Pointing dataset excerpts:

• • • • •

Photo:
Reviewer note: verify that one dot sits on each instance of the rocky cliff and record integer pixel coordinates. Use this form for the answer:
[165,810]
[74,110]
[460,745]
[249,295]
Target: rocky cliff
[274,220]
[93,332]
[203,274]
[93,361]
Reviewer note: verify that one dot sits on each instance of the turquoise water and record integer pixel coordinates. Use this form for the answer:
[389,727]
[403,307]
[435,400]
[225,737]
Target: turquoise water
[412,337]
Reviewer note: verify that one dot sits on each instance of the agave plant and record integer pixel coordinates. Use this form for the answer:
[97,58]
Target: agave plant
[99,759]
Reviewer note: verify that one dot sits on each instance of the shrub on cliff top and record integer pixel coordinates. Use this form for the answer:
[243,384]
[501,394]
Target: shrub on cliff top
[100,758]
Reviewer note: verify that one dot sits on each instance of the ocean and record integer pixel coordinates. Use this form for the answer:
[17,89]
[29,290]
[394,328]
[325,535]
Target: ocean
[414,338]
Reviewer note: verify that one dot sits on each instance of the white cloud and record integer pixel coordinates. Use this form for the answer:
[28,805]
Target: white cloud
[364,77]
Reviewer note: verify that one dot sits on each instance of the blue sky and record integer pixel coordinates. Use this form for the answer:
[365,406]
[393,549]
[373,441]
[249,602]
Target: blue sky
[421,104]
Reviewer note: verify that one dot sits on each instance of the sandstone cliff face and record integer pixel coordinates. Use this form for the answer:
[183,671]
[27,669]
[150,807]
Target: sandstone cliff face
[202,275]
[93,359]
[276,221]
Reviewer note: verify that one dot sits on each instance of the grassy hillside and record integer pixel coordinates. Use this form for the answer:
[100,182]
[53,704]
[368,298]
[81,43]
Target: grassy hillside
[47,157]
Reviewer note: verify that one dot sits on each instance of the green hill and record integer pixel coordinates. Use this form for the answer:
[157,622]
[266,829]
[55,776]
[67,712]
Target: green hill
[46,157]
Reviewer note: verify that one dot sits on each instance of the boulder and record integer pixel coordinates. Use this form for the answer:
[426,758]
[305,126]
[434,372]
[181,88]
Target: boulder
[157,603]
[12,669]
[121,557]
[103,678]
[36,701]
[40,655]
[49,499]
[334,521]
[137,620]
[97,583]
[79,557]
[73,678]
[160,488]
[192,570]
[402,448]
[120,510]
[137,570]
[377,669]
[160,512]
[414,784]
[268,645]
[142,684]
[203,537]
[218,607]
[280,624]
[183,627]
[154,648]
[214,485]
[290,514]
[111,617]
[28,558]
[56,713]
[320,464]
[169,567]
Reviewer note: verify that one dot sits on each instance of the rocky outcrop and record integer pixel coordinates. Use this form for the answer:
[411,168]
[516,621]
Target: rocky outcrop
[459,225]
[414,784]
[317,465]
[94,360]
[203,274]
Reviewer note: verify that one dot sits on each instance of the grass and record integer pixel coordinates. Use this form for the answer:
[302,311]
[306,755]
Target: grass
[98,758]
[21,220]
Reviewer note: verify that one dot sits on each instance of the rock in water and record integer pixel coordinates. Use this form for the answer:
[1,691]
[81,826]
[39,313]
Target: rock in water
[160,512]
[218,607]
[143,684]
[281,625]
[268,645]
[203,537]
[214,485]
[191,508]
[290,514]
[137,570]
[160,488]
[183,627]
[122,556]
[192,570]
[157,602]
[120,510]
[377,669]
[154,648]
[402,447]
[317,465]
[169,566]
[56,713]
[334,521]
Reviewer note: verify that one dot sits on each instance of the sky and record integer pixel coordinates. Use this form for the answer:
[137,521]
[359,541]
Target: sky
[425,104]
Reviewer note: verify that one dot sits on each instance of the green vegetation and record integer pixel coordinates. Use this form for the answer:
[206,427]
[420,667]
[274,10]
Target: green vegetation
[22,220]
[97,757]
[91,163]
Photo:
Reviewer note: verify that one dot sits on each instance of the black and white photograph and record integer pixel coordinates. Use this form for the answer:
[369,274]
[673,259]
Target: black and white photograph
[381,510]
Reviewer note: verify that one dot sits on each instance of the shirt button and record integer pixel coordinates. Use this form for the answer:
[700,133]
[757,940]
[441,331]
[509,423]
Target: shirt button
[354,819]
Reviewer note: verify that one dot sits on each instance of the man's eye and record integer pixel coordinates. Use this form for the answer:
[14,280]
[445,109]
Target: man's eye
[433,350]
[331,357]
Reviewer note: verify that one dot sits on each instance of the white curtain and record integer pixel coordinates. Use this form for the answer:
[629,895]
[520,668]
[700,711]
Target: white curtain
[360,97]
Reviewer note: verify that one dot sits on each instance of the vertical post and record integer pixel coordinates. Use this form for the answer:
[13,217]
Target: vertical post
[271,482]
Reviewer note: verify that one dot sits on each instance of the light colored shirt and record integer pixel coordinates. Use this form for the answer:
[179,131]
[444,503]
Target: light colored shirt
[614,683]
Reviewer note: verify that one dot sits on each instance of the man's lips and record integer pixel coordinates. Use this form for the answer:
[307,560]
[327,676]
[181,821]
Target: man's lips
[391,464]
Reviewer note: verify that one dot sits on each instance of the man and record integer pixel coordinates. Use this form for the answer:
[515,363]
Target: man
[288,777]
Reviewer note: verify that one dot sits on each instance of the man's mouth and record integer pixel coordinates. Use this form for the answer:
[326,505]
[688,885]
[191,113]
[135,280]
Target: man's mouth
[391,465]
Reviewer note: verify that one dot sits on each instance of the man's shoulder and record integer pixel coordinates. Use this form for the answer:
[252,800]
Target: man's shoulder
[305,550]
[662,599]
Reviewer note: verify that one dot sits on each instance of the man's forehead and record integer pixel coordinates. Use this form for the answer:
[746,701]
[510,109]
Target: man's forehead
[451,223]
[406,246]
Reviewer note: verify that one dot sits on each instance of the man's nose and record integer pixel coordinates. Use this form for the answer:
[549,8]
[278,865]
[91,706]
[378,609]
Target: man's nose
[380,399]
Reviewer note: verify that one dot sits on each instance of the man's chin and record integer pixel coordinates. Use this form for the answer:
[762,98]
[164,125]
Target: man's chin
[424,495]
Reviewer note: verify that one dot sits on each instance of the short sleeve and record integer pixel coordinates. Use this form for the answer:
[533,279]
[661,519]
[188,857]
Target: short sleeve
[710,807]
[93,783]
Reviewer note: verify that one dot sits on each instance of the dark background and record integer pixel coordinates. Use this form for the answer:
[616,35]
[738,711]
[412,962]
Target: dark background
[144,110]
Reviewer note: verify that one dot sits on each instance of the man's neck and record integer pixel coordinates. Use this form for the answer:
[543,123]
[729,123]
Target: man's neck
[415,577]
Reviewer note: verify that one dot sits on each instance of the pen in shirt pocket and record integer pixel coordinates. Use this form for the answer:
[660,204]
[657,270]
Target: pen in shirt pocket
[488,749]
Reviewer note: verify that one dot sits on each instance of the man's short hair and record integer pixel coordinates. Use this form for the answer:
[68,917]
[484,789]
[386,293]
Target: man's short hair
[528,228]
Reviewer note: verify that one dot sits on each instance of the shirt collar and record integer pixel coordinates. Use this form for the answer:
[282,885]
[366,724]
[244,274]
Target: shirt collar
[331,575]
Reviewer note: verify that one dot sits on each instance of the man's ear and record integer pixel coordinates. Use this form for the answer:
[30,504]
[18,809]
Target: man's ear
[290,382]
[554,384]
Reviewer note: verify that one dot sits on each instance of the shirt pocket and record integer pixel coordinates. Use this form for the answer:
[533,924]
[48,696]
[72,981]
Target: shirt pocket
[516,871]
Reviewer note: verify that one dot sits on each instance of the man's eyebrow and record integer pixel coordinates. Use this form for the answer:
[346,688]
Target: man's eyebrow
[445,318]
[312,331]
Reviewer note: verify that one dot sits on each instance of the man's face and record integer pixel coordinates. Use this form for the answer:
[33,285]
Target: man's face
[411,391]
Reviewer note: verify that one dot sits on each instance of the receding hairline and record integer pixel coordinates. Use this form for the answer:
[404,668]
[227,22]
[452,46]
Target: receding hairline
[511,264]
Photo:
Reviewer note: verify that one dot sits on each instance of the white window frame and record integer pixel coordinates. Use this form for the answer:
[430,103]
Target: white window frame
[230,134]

• • • • •

Set task: Output the line that contains "the man's ear", followed by every later line in the listing, with no line omitted and none added.

Output:
Reviewer note: verify that one dot sits on each instance of the man's ear and record integer pixel coordinates. Use this form for the answer:
[30,504]
[18,809]
Target: man's ear
[290,382]
[554,384]
Reviewer note: verify that one dot sits on each instance of the shirt pocket and record integer pixel coordinates. Use this form for the answer:
[533,924]
[48,696]
[72,981]
Target: shirt pocket
[516,871]
Reviewer note: verify that one dot sits on each instance of the man's eyebrow and record integer pixel coordinates. Use this form for the answer:
[346,688]
Target: man's eyebrow
[445,318]
[312,331]
Reviewer note: verify that one dot sits on each instance of the man's face and record integer pixel coordinates. Use this form for the answer:
[33,285]
Target: man's face
[411,391]
Reviewer note: verify that one dot sits on each instance of the receding hairline and record integer pixel coordinates. Use this form for the answer:
[404,668]
[227,22]
[452,46]
Target: receding hairline
[511,264]
Photo:
Reviewer note: verify that one dot sits on each instance of the white window frame and record integer pixel coordinates. Use this form for the answer:
[430,103]
Target: white window frame
[230,134]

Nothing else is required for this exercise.